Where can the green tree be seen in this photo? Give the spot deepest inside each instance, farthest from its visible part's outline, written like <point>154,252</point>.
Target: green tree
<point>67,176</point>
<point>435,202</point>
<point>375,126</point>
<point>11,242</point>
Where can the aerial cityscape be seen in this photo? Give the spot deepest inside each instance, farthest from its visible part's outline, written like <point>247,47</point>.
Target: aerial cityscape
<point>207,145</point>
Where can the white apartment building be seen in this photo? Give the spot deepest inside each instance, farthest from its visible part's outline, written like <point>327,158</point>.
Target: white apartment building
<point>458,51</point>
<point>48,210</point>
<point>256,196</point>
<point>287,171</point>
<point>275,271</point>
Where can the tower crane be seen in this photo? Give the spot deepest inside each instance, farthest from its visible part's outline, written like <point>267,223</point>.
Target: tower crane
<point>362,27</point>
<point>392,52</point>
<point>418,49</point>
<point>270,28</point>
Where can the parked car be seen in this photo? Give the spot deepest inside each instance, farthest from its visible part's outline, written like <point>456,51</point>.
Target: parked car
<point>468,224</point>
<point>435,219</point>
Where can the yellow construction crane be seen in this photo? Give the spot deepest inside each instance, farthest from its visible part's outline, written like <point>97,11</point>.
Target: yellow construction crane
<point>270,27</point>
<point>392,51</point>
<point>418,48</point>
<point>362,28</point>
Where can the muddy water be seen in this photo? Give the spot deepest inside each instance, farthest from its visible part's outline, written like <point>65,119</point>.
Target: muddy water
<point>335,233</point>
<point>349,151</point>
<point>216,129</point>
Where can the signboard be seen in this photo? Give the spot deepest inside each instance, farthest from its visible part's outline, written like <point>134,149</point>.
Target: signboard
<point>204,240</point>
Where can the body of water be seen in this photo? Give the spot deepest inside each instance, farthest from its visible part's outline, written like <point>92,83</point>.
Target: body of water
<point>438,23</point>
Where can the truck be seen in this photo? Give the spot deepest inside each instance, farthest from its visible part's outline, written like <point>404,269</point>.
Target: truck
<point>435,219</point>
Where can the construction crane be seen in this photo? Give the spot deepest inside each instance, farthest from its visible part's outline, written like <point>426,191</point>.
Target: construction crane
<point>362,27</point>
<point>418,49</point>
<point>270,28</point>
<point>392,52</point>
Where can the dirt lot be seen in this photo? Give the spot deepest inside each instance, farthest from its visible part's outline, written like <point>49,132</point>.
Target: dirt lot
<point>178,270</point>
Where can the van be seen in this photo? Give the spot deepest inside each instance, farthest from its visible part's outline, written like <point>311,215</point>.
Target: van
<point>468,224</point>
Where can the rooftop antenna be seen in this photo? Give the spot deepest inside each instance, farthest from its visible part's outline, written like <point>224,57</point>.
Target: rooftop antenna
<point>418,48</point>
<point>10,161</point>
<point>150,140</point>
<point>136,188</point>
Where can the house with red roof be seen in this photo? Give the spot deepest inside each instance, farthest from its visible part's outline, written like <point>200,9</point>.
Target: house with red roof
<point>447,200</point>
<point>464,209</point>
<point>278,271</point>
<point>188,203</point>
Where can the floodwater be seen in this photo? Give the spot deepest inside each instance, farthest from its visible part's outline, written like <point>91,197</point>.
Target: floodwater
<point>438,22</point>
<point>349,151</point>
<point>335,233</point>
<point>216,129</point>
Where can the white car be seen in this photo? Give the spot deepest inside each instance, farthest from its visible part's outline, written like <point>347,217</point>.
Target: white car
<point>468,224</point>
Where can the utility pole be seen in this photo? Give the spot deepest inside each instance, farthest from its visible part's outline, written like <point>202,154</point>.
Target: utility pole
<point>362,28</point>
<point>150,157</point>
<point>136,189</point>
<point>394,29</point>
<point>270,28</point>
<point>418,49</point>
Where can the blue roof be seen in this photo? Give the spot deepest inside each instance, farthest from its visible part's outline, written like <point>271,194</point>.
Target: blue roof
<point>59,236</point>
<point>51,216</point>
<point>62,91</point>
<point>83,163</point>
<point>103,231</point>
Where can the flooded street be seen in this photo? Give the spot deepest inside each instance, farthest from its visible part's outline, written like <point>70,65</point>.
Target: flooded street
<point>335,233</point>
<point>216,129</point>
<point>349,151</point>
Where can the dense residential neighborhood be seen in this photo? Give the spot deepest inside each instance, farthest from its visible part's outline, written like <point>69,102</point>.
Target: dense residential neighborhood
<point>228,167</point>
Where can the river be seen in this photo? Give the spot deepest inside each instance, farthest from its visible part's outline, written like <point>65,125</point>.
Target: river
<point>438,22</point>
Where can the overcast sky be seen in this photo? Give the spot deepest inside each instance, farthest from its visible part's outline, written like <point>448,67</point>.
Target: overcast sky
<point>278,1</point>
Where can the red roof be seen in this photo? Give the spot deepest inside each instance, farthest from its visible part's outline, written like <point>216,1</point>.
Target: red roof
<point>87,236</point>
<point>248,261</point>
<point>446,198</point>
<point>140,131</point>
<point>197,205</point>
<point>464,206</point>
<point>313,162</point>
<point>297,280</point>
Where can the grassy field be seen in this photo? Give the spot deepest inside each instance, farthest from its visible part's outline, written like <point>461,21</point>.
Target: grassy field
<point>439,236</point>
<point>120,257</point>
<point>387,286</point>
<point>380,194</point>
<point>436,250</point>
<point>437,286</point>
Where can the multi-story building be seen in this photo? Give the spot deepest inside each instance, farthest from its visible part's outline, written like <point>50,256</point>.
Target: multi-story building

» EXERCISE:
Copy out the records word for word, starting at their very first line and ending at the line that contains "<point>11,242</point>", including both of those lines.

» REPLY:
Where can the green tree be seen in this photo? Give the spot deepest inside each instance, farthest from its visible part's outline, written like <point>154,252</point>.
Target: green tree
<point>67,176</point>
<point>435,202</point>
<point>375,126</point>
<point>11,242</point>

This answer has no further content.